* **COSA SERVE**: Trascrivi senza cambiare nulla il brano del testo sulla trasformazione digitale che comincia con le parole "Il CIO deve" e si chiude dopo "creazione di valore.".

* **TESTO DELLA PAGINA**:

====

Il CIO deve costruire un business plan completo ed esaustivo e costruire una strategia di IT modernization e adozione del cloud, ricordandosi di dare la corretta evidenza alle principali esigenze da soddisfare.

Tra le più importanti: migliorare la strategia e il raggiungimento degli obiettivi prioritari per il business; ridurre i costi operativi e liberare maggiori risorse per l’innovazione; semplificare l’IT a favore di un’operatività agile, veloce e flessibile che mira dritto alla creazione di valore.

Una volta che il business plan è stato approvato e il budget assegnato, il CIO può fare un passo avanti nella sua strategia, per esempio sviluppando o assumendo nuovi talenti digitali, puntando al cambiamento culturale generalizzato e cercando la cooperazione di attori terzi nell’ecosistema.

Quanto contano i business leader

Ma siccome la Digital Transformation è per sua natura multiforme, non sempre è necessario un super esperto del digitale per guidare il rinnovamento dell’IT.

Un articolo apparso su Harvard Business Review osserva che la trasformazione digitale consiste non in un radicale ripensamento del business ma nel capire come usare gli strumenti digitali per servire meglio i propri clienti. Per ottenere questo risultato la leadership e il cambiamento organizzativo sono importanti quanto le tecnologie.

Il fallimento dei guru digitali

Assumere un digital guru esterno per la propria strategia di trasformazione si è rivelato un flop nella maggior parte dei casi (50) studiati da HBR. Il digital guru probabilmente è la persona giusta per creare un digital business partendo da zero. Ma all’interno di un’azienda che ha già la sua attività e le sue eredità in fatto non solo di tecnologie ma di organizzazione dei compiti e di valori condivisi, il guru del digitale di solito fallisce perché non riesce a interpretare con esattezza la natura dell’azienda che ha di fronte, i suoi team, i suoi clienti, la sua cultura.

====

* **DATI FORNITI**:
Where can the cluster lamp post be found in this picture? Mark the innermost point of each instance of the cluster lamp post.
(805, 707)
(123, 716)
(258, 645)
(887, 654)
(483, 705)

====

* **RISPOSTA**:
Il CIO deve costruire un business plan completo ed esaustivo e costruire una strategia di IT modernization e adozione del cloud, ricordandosi di dare la corretta evidenza alle principali esigenze da soddisfare.

Tra le più importanti: migliorare la strategia e il raggiungimento degli obiettivi prioritari per il business; ridurre i costi operativi e liberare maggiori risorse per l’innovazione; semplificare l’IT a favore di un’operatività agile, veloce e flessibile che mira dritto alla creazione di valore.